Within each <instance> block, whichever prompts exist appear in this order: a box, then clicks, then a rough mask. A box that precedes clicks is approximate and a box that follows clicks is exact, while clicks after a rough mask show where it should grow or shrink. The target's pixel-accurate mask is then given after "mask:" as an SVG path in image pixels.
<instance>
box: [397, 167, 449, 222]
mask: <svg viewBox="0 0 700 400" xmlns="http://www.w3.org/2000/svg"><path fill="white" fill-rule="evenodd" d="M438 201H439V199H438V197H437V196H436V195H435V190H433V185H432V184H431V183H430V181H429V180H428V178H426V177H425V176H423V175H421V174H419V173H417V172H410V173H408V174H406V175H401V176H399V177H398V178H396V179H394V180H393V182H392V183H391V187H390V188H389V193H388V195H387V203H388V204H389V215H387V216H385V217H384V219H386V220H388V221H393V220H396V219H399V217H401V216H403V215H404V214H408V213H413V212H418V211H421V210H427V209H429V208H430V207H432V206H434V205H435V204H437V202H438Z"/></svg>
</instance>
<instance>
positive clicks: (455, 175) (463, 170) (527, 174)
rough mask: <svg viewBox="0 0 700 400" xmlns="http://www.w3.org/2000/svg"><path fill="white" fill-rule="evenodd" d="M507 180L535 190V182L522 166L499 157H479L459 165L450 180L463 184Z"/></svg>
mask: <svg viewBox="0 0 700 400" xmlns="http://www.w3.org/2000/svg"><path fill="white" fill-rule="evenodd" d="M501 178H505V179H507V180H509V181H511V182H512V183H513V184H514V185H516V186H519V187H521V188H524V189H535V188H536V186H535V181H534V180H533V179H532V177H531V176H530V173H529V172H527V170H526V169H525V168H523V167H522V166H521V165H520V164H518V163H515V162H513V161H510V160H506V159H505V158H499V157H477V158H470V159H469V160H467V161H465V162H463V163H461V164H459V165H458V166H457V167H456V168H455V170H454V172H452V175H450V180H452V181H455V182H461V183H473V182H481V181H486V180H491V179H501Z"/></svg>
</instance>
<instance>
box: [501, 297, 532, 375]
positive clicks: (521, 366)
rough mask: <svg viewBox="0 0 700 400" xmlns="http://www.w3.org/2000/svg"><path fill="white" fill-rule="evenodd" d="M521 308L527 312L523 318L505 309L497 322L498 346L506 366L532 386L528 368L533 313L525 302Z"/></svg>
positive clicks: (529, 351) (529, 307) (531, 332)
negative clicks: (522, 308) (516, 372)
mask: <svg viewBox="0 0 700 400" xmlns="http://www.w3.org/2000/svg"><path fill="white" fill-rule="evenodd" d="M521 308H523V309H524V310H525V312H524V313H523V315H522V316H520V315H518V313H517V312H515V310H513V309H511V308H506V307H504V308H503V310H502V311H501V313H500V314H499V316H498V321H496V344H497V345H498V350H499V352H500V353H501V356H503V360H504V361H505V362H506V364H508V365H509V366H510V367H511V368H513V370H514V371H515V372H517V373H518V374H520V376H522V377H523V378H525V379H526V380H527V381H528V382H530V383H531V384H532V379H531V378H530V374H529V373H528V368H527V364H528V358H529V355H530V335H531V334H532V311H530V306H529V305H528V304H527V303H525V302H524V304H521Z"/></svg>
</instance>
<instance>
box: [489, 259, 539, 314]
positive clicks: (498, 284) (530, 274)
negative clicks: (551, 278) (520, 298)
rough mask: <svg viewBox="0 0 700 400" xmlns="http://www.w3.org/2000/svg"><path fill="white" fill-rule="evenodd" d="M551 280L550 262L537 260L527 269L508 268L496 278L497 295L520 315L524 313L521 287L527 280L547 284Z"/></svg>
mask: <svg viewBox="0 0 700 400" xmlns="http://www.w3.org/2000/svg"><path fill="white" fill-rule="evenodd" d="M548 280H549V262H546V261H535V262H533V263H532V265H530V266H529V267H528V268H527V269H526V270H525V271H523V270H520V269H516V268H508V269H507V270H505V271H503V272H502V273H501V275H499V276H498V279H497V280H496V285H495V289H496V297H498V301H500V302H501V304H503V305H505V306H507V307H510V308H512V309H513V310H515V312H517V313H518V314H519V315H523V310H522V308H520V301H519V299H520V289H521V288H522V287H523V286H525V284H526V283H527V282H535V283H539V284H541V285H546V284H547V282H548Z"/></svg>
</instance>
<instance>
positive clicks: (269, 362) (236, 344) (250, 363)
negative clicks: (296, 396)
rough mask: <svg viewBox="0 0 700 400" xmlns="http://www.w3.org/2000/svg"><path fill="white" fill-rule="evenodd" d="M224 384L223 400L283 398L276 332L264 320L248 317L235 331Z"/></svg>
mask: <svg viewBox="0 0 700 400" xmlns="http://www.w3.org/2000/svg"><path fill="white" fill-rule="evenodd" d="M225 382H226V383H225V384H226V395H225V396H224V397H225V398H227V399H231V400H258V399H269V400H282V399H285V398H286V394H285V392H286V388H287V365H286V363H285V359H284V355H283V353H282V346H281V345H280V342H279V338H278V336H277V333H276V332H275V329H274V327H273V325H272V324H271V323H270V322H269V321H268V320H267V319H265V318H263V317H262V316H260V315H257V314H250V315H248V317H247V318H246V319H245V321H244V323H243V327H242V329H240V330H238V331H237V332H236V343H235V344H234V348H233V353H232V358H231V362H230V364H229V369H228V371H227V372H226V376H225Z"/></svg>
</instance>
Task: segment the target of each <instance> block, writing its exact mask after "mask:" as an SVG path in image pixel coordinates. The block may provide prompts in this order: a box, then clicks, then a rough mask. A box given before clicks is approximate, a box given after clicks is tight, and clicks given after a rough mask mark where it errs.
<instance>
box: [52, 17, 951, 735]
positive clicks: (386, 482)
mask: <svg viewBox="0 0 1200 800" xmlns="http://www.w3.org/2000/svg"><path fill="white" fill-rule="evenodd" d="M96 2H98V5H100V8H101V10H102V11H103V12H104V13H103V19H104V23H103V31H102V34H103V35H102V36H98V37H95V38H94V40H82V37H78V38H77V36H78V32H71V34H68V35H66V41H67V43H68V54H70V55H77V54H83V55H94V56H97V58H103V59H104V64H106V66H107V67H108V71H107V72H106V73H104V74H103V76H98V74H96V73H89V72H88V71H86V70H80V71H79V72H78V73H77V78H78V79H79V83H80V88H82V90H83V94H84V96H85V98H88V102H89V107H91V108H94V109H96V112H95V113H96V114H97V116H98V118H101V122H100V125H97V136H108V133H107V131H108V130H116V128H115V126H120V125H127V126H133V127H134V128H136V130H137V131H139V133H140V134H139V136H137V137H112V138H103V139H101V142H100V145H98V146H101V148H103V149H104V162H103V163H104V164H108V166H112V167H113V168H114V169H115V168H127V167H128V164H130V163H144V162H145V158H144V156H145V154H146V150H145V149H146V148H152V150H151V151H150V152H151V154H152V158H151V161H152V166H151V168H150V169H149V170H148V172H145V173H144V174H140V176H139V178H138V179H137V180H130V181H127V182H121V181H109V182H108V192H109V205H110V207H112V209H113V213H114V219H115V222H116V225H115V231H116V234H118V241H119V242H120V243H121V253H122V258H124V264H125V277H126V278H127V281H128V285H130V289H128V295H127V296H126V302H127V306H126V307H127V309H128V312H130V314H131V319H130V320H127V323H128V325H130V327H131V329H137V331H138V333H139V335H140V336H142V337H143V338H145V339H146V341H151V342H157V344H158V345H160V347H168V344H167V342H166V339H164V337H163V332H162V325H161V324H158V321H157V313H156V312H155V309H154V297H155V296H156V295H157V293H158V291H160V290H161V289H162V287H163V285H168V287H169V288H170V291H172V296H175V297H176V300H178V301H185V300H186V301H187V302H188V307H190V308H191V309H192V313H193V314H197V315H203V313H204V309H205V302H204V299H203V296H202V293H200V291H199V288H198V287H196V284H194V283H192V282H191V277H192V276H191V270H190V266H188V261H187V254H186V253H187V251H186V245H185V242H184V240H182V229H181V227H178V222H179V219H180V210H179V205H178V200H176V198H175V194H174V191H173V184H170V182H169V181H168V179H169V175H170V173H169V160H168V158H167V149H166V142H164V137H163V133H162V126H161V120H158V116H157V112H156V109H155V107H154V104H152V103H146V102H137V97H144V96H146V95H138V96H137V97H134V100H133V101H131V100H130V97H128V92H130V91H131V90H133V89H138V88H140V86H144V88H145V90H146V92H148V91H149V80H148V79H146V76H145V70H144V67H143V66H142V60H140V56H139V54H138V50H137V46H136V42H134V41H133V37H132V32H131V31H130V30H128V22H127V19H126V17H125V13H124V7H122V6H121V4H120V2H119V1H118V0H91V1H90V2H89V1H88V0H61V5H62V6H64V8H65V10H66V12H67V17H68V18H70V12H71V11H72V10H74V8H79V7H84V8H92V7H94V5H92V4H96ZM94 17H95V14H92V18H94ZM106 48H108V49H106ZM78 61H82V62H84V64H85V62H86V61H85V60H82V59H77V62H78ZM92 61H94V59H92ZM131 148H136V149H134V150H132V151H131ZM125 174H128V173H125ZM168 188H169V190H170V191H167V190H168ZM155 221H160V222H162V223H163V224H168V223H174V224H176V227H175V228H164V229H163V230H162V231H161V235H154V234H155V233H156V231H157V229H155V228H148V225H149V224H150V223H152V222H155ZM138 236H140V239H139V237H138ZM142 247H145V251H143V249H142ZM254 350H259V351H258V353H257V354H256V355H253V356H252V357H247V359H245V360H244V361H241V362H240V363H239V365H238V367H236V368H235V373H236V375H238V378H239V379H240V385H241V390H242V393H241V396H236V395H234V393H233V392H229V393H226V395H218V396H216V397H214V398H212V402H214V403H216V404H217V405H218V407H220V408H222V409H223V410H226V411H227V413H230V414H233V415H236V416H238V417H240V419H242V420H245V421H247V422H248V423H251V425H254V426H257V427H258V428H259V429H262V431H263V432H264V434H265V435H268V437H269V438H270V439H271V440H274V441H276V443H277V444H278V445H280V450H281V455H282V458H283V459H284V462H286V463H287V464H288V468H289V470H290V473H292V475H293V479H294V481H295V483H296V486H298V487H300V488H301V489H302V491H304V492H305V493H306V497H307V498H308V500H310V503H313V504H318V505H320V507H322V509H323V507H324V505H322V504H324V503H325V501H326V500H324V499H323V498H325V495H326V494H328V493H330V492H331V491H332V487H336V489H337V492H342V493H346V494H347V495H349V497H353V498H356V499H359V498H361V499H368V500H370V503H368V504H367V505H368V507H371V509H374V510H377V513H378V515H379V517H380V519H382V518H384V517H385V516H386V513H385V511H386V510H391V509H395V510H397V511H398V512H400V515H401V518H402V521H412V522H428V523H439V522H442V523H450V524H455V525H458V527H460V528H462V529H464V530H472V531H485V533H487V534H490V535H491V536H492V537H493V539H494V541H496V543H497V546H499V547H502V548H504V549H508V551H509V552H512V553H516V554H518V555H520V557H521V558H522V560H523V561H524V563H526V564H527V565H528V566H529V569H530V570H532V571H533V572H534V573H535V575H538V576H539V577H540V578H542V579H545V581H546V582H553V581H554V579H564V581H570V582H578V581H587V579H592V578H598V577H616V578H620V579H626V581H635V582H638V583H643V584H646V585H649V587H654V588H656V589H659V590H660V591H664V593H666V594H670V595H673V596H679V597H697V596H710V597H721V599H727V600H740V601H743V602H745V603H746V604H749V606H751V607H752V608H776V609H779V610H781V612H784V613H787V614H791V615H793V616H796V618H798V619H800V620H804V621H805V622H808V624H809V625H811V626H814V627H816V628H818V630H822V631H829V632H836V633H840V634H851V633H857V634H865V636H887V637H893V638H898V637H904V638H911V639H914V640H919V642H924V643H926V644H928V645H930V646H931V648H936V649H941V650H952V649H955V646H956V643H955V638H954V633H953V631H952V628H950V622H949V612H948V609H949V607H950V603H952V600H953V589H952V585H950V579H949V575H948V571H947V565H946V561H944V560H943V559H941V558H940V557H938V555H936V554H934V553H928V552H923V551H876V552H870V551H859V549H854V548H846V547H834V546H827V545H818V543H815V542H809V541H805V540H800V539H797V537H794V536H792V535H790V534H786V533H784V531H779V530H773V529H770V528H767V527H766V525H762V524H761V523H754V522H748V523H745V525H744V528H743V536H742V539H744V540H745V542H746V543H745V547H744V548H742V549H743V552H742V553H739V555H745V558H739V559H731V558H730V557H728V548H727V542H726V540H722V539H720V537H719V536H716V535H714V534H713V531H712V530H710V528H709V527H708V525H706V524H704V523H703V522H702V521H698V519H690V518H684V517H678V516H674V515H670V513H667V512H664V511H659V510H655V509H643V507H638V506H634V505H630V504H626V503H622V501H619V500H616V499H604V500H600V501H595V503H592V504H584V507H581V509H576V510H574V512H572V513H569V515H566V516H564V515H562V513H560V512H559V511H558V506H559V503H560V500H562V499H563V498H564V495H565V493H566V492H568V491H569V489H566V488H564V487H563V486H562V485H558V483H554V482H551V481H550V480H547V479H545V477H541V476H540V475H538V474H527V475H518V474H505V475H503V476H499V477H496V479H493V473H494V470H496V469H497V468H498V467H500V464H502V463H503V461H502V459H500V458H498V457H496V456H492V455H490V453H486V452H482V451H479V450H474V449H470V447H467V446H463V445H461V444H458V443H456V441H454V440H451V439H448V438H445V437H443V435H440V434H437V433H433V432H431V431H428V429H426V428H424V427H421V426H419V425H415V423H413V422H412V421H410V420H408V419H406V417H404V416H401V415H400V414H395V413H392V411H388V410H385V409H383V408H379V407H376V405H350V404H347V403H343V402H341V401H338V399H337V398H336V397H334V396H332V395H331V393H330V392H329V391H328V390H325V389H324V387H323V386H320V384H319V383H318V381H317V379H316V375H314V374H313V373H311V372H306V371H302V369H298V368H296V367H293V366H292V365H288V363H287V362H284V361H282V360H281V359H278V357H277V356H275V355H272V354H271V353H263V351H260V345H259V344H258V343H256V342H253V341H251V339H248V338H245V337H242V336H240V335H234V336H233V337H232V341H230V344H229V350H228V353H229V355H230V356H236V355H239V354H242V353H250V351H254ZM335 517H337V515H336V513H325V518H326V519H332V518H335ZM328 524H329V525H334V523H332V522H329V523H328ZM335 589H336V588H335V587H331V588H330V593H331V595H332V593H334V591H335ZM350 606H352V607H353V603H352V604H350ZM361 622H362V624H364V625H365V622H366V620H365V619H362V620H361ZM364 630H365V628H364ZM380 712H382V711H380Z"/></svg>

== Task instructions ==
Put the lines from the first line of the rows through the line containing "box: [397, 167, 449, 222]", both included, into a numbered list, leaving out any blank lines.

== Reply to the exercise ==
1. Within each <instance> block, whichever prompts exist appear in this order: a box, then clicks, then a rough mask. A box that precedes clicks is approximate and a box that follows clicks is exact, while clicks after a rough mask show where it should grow or shrink. The target's pixel-accurate mask is then given after "mask:" as an SVG path in image pixels.
2. <instance>
3. box: [397, 167, 449, 222]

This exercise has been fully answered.